(Data to process)

============================================================

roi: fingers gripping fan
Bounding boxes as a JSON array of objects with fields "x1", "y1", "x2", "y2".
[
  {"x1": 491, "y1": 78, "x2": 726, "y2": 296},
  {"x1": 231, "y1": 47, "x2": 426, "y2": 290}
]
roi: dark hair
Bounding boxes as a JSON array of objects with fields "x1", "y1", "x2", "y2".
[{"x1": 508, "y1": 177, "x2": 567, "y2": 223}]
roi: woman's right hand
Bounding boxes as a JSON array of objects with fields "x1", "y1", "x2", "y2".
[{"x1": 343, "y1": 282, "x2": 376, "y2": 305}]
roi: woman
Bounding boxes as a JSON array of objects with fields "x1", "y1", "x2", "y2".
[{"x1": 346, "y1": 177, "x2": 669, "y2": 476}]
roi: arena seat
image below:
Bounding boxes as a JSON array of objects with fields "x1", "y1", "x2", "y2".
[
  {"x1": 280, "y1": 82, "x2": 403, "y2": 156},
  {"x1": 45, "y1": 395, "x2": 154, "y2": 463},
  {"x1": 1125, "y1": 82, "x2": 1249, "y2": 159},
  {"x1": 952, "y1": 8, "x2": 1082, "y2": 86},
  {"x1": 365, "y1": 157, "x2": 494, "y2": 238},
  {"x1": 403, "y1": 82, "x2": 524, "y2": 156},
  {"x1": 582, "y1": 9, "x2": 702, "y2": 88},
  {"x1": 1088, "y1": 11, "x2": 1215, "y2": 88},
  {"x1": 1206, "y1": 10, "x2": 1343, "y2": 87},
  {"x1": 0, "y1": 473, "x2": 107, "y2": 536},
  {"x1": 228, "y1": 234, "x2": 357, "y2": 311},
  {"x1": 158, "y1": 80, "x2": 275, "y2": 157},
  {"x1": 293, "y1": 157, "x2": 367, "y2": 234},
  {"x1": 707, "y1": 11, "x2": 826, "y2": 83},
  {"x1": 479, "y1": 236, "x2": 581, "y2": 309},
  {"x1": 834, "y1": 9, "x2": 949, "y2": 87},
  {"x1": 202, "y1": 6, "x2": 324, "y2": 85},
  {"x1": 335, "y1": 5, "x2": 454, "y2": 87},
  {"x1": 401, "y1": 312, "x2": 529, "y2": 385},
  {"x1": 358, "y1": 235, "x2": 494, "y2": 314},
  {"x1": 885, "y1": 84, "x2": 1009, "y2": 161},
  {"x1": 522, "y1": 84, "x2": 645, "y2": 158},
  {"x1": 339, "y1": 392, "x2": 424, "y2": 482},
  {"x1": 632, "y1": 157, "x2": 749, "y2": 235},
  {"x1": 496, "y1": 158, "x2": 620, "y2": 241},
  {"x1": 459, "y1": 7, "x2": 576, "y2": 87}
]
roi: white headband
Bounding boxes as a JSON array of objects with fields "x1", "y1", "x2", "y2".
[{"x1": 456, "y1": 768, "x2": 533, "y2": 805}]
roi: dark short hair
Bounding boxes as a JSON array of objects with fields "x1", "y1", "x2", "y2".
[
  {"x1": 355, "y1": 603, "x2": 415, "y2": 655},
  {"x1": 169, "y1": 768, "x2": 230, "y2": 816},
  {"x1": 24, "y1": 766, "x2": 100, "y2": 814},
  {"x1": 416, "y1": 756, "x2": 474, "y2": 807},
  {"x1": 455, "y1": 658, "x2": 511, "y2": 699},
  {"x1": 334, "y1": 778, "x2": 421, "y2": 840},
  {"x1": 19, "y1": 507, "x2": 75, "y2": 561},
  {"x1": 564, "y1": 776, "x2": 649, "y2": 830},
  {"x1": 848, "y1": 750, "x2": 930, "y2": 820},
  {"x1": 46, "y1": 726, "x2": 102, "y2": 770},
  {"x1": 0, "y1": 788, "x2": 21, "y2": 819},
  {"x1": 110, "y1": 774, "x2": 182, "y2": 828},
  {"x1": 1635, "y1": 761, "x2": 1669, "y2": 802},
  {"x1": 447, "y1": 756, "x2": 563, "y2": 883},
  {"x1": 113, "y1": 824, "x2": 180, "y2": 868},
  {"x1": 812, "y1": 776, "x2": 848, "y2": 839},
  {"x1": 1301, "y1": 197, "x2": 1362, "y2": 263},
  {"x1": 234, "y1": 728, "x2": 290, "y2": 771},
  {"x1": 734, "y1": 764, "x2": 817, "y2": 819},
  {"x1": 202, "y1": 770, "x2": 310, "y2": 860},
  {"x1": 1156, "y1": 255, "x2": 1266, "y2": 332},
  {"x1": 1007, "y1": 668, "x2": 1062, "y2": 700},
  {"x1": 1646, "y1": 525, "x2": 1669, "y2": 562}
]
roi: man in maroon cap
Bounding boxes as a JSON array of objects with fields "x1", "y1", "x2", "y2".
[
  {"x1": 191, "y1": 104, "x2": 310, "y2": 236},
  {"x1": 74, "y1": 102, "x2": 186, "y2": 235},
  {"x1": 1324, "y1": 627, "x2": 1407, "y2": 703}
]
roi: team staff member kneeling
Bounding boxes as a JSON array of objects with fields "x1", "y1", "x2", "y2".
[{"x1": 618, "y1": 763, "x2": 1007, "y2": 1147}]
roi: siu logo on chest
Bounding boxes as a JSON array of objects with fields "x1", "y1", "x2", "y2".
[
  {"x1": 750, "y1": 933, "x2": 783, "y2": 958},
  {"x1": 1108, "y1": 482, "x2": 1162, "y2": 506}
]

============================================================

Copy out only the lines running from the beginning of the data to the line with "roi: dark hair", both ends included.

(Task response)
roi: fingers gripping fan
Bounding boxes as a JSON array of objects with fields "x1", "y1", "x2", "y2".
[
  {"x1": 491, "y1": 78, "x2": 726, "y2": 296},
  {"x1": 231, "y1": 47, "x2": 426, "y2": 290}
]
roi: dark hair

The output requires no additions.